* [What you are asked to do]
Write out exactly the line containing "Where can the still" along with each line that follows it in the records below, and no others.

* [Region pointing data]
.....

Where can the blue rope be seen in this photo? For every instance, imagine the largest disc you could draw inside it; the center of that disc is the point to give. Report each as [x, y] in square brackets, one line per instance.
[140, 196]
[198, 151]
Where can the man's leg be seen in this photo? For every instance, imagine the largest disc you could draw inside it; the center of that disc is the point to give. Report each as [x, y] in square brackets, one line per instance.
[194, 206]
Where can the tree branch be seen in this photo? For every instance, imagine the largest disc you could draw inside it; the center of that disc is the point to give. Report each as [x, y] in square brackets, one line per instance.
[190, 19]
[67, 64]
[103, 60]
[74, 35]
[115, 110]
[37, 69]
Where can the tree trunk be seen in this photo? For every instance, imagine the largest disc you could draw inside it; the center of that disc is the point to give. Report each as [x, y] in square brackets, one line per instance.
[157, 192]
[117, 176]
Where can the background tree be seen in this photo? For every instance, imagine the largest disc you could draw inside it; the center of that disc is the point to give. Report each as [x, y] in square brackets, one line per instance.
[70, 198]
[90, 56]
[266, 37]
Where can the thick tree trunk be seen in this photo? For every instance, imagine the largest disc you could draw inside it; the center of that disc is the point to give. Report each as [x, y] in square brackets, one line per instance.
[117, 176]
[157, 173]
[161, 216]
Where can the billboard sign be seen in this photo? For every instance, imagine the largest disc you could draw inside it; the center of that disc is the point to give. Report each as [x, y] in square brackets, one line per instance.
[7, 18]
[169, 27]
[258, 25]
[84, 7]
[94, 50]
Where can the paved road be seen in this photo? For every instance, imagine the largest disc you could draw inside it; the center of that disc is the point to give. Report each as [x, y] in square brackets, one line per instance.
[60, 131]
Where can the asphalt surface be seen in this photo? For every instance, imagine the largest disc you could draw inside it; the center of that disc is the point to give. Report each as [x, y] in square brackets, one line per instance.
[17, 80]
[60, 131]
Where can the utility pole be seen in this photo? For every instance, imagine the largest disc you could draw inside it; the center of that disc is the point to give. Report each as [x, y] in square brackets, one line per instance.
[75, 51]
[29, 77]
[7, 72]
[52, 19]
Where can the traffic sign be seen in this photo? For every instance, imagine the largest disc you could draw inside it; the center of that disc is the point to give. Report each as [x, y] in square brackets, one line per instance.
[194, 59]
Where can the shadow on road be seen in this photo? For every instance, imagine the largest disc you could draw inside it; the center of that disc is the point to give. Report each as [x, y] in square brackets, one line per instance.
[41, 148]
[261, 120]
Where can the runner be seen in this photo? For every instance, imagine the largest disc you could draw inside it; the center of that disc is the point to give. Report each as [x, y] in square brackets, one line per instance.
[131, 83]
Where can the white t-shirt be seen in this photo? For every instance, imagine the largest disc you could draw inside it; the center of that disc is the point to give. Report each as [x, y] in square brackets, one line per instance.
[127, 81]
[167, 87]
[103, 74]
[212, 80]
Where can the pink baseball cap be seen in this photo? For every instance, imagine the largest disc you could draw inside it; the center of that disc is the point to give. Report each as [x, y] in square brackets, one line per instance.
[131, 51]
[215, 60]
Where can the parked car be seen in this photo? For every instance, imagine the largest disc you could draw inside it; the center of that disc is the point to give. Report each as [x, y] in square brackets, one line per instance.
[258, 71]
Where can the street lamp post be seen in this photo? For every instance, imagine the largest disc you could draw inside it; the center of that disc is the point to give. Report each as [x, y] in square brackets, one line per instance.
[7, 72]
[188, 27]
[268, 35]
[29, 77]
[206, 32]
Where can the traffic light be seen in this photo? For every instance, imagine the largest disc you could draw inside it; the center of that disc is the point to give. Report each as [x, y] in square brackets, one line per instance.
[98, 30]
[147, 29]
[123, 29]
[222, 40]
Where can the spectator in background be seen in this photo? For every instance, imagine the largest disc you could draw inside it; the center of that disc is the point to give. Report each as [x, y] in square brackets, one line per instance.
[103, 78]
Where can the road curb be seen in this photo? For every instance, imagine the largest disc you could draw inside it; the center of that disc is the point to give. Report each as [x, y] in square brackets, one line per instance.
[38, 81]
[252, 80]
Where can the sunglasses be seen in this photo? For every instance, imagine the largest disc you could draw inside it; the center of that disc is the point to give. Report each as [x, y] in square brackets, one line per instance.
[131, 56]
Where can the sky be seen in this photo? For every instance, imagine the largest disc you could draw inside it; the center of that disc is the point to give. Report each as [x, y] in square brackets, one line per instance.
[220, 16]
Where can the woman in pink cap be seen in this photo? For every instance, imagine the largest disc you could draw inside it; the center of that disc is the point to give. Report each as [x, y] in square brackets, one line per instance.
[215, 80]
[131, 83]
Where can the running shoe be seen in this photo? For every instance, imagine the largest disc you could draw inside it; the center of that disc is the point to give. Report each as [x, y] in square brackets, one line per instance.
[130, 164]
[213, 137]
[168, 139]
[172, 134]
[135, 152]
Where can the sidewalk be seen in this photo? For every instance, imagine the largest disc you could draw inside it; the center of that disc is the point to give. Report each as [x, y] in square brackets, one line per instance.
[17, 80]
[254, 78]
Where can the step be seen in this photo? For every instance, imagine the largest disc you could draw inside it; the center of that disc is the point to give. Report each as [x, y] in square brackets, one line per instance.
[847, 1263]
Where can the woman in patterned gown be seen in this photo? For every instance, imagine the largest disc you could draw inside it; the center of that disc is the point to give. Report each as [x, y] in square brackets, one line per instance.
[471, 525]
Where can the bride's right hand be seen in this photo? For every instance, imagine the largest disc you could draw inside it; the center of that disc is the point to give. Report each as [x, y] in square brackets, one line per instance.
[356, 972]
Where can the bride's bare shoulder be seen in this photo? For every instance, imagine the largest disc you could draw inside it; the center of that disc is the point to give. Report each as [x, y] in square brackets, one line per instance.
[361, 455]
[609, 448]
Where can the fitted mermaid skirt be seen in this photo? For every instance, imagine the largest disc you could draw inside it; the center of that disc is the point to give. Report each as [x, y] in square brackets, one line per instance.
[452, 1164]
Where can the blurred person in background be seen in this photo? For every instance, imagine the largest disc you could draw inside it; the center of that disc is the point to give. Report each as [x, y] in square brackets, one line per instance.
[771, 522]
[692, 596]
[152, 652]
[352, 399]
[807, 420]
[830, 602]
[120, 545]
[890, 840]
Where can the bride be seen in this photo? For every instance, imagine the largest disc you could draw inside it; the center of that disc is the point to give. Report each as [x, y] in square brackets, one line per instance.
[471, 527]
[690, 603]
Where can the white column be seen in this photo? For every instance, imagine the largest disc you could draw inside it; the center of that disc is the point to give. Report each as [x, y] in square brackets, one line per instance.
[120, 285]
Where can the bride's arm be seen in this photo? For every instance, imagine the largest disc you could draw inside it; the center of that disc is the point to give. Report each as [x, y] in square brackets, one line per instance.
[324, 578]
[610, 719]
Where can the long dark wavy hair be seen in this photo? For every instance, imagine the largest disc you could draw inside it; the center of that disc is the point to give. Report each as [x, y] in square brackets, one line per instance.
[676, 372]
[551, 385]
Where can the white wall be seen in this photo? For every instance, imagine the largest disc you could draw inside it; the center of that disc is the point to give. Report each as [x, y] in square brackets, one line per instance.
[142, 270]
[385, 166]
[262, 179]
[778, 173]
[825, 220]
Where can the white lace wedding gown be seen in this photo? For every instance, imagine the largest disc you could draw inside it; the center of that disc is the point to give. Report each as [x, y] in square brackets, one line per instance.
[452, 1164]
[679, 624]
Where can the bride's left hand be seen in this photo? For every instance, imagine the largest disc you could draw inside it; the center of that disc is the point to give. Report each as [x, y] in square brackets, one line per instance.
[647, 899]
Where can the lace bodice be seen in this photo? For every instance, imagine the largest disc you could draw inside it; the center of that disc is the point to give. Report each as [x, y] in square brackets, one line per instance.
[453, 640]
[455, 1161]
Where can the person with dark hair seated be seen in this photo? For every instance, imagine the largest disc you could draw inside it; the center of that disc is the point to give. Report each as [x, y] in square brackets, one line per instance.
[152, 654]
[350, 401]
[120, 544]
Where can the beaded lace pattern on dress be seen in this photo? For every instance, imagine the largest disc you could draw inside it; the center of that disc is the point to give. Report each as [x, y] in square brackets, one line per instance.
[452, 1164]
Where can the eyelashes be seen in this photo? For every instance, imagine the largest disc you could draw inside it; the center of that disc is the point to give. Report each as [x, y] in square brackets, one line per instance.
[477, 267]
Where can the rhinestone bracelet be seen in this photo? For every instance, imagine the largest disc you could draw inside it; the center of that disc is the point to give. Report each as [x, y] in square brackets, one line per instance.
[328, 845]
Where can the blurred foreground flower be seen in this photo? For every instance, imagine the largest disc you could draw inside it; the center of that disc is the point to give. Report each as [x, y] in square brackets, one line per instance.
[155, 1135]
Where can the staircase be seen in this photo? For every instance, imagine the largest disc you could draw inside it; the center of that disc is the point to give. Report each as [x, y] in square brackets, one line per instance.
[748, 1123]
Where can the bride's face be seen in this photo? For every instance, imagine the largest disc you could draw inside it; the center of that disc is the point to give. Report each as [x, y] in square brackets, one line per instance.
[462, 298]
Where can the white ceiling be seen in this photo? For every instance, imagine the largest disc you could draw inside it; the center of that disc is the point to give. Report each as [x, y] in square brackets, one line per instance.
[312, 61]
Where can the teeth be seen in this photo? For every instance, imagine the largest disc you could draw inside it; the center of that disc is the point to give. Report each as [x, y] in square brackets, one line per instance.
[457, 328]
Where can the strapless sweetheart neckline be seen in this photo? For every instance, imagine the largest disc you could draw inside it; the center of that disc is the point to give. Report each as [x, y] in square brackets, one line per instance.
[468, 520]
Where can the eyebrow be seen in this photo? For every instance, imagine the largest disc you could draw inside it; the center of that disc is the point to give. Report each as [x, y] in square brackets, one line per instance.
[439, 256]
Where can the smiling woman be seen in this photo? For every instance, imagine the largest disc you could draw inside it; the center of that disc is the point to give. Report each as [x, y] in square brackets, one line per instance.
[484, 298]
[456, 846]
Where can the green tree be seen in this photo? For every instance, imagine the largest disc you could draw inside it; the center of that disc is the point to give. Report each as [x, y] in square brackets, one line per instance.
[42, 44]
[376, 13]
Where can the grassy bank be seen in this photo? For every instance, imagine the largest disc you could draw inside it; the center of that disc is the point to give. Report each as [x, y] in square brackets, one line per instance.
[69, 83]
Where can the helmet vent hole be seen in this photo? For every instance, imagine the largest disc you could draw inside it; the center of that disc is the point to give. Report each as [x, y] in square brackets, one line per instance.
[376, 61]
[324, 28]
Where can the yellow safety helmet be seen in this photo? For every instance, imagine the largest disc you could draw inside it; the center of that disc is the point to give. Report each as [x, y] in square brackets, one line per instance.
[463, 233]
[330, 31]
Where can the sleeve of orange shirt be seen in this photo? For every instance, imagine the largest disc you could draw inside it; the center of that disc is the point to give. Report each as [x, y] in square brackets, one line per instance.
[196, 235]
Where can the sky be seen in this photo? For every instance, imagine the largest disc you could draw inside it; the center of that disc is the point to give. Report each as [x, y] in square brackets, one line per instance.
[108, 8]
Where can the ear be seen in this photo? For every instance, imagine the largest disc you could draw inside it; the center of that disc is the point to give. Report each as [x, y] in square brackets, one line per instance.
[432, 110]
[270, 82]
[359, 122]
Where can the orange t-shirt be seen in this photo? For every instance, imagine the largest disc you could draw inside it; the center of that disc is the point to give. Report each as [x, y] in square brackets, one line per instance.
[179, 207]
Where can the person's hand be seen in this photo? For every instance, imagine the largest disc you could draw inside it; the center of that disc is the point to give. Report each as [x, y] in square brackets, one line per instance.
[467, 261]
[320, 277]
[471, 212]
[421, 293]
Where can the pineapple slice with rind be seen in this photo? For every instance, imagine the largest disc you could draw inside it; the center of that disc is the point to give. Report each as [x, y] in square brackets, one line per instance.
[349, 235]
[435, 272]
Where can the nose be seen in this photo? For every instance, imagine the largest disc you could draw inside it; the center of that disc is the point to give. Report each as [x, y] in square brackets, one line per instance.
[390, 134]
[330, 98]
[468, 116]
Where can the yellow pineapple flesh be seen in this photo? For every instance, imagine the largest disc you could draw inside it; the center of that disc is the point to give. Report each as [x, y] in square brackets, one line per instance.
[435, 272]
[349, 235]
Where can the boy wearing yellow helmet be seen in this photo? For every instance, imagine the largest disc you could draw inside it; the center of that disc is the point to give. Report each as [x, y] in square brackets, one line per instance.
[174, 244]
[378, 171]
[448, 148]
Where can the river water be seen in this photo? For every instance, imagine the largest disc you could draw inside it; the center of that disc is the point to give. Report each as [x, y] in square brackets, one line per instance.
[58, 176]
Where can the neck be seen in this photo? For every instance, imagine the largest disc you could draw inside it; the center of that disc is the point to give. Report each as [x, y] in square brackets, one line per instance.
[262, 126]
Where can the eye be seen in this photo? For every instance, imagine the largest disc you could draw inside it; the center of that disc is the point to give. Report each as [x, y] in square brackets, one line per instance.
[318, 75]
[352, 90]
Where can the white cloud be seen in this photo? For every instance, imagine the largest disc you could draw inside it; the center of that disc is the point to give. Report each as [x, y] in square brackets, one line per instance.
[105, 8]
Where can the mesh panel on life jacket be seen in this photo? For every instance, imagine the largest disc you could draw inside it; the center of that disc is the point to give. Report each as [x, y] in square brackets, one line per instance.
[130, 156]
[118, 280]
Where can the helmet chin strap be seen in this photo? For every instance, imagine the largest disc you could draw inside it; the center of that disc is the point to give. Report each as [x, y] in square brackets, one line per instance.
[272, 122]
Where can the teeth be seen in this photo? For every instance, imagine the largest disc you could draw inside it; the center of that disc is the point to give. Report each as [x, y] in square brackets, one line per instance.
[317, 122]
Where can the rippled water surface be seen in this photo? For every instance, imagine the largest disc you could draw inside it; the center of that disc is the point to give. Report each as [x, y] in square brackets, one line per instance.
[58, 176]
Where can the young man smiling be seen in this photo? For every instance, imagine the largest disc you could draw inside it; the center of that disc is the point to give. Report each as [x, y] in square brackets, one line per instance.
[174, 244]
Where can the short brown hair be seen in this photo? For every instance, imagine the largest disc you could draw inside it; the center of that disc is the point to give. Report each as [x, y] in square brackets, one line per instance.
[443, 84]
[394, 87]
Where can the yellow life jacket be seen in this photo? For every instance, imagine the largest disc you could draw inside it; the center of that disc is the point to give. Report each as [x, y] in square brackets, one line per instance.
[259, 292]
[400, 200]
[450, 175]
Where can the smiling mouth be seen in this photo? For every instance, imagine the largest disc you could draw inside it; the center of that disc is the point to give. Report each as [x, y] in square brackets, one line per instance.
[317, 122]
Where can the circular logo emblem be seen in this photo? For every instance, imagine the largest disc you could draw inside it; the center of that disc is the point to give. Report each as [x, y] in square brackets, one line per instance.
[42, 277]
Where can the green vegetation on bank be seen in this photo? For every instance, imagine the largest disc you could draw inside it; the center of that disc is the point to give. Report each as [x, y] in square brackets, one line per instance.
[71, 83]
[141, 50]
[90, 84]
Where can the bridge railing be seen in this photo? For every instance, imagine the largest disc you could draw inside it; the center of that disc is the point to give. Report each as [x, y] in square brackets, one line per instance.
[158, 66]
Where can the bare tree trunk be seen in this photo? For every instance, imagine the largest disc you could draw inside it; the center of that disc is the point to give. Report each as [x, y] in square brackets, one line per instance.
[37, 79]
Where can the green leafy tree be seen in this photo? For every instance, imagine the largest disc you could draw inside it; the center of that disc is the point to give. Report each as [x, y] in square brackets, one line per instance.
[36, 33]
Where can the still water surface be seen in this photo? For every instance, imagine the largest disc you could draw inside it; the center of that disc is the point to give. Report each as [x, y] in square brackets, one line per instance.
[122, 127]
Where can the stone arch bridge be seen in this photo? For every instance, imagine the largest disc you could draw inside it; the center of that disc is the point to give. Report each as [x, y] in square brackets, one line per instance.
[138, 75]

.....

* [Reply to the exercise]
Where can the still water surface be seen in this photo? For every instance, imagine the largest disc you could draw inside it; the center of that disc is the point to give. Report each as [x, y] in square brackets, one line per instance.
[122, 127]
Where can the stone arch bridge be seen in this photo? For every instance, imagine the largest disc you could draw inside it; the center of that disc is the point to give. Report each as [x, y] in square brackets, one line per instance.
[138, 75]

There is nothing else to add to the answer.